Ennis & Virginia City, MT – A Whole Lotta History

Many small towns seem to be well known for one thing. Moab is big on mountain biking. Ouray is popular for jeeps. Ennis’s claim to fame? Fishing. Specifically FLY fishing. Mosey up to the bar and you’ll be asked how many you caught today. Tell them you don’t fish and you’ll be looked at like you are an alien.

But for such a sportsman-oriented town, Ennis does art very well. Just check out this sample of sculptures by Jim Dolan located in Peter T’s Park.

Oh and they make great pizza! At least the Burnt Tree Brewery does. It’s the second best pizza we’ve ever had. The best was in Madison, WI (which you can read about here). And their cherry flavored beer, Ned’s Red Sour Ale, is pretty tasty as well.

Lewis and Clark Caverns

I’d love to say that the bumps on both mine and Jeff’s heads are from stooping through the Lewis and Clark Caverns but, alas, both of us managed to hit the awning arm on the same day.

### Information shown:
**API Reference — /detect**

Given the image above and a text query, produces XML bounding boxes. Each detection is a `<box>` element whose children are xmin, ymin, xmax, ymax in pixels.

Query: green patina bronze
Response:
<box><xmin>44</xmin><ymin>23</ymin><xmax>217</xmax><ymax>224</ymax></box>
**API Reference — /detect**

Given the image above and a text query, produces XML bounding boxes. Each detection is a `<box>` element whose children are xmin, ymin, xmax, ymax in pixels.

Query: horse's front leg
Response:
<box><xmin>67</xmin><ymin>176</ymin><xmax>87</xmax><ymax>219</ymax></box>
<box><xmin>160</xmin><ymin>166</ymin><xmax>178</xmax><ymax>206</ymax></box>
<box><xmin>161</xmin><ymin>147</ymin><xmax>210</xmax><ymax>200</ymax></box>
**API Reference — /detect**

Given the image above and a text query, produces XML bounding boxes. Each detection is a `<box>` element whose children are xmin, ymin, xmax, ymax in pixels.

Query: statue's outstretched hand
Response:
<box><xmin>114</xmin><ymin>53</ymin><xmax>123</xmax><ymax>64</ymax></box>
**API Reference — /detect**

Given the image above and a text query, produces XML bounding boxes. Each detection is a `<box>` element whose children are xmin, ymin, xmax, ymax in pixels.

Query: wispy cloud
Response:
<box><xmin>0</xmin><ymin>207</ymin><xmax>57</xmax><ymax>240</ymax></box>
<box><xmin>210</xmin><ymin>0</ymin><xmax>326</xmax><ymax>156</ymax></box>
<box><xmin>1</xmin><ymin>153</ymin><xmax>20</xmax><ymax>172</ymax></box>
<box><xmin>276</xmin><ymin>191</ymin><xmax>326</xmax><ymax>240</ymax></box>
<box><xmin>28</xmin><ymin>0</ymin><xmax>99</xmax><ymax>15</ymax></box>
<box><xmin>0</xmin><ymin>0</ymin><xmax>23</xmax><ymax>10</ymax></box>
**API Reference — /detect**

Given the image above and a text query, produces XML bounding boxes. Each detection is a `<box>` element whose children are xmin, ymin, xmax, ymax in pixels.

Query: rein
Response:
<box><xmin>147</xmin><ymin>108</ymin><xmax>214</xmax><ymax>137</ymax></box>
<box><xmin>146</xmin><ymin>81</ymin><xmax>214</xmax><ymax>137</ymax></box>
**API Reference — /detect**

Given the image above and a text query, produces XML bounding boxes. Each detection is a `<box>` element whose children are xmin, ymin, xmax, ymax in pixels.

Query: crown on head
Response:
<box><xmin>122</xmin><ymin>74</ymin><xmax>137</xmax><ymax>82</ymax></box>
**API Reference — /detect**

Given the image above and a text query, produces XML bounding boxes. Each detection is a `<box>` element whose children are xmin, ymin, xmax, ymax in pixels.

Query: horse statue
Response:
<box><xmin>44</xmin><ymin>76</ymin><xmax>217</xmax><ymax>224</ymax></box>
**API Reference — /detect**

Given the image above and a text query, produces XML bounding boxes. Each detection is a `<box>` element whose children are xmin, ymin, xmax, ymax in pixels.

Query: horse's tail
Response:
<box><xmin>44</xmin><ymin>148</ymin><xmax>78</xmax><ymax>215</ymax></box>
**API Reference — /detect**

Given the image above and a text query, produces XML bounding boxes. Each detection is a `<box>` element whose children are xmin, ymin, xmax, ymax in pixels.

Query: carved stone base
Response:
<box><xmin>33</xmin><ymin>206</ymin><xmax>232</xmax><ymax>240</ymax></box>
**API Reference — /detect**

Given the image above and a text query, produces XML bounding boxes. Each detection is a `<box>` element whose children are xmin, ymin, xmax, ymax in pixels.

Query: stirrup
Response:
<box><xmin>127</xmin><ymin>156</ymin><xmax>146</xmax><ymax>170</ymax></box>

* * *

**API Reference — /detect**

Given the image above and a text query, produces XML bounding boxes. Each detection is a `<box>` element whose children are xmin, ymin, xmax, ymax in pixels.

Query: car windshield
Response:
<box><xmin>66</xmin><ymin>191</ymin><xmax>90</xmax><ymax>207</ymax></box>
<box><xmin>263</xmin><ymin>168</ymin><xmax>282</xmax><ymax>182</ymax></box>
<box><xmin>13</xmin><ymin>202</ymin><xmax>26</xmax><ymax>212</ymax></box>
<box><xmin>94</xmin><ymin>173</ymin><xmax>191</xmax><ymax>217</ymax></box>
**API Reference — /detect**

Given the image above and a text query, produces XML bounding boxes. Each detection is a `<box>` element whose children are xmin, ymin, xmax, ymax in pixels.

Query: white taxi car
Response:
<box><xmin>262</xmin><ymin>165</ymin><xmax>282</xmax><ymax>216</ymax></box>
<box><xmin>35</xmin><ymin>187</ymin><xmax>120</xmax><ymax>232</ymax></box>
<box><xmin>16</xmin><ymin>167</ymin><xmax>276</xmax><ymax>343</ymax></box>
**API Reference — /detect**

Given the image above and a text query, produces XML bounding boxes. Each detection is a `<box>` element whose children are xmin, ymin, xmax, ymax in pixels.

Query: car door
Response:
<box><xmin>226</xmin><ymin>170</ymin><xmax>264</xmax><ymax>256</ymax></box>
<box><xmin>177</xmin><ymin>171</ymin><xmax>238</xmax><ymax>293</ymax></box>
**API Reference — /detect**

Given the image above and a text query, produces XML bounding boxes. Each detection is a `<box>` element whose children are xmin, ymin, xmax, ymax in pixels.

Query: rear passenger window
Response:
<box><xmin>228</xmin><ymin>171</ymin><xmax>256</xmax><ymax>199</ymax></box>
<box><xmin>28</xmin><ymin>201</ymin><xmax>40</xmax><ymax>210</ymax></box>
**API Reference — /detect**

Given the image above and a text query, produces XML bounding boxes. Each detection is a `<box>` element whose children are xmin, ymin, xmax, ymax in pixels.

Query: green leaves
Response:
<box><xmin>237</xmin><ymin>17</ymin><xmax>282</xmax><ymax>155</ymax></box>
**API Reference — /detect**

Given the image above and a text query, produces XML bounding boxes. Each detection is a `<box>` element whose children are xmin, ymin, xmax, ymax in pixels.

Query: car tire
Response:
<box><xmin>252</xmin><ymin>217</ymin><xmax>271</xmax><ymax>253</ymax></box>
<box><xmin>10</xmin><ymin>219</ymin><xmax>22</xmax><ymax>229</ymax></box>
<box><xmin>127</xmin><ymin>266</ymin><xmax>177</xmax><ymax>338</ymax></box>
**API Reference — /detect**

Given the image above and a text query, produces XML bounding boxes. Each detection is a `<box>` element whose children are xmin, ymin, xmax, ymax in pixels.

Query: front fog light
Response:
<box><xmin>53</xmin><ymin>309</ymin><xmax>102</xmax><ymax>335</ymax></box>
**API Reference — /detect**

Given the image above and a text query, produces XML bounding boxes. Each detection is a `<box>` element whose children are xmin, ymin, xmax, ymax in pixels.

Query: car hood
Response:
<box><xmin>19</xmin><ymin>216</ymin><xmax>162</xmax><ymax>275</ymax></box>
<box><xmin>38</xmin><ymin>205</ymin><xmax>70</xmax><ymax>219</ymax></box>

### Complete the following:
1. Quote the travel post about Ennis and Virginia City in full, word for word.
2. Show each line of the entries that contains the word "front".
The travel post and the entries are unrelated pieces of material.

### Solved problems:
1.
Ennis & Virginia City, MT – A Whole Lotta History

Many small towns seem to be well known for one thing. Moab is big on mountain biking. Ouray is popular for jeeps. Ennis’s claim to fame? Fishing. Specifically FLY fishing. Mosey up to the bar and you’ll be asked how many you caught today. Tell them you don’t fish and you’ll be looked at like you are an alien.

But for such a sportsman-oriented town, Ennis does art very well. Just check out this sample of sculptures by Jim Dolan located in Peter T’s Park.

Oh and they make great pizza! At least the Burnt Tree Brewery does. It’s the second best pizza we’ve ever had. The best was in Madison, WI (which you can read about here). And their cherry flavored beer, Ned’s Red Sour Ale, is pretty tasty as well.

Lewis and Clark Caverns

I’d love to say that the bumps on both mine and Jeff’s heads are from stooping through the Lewis and Clark Caverns but, alas, both of us managed to hit the awning arm on the same day.

2.
Query: horse's front leg
Query: front fog light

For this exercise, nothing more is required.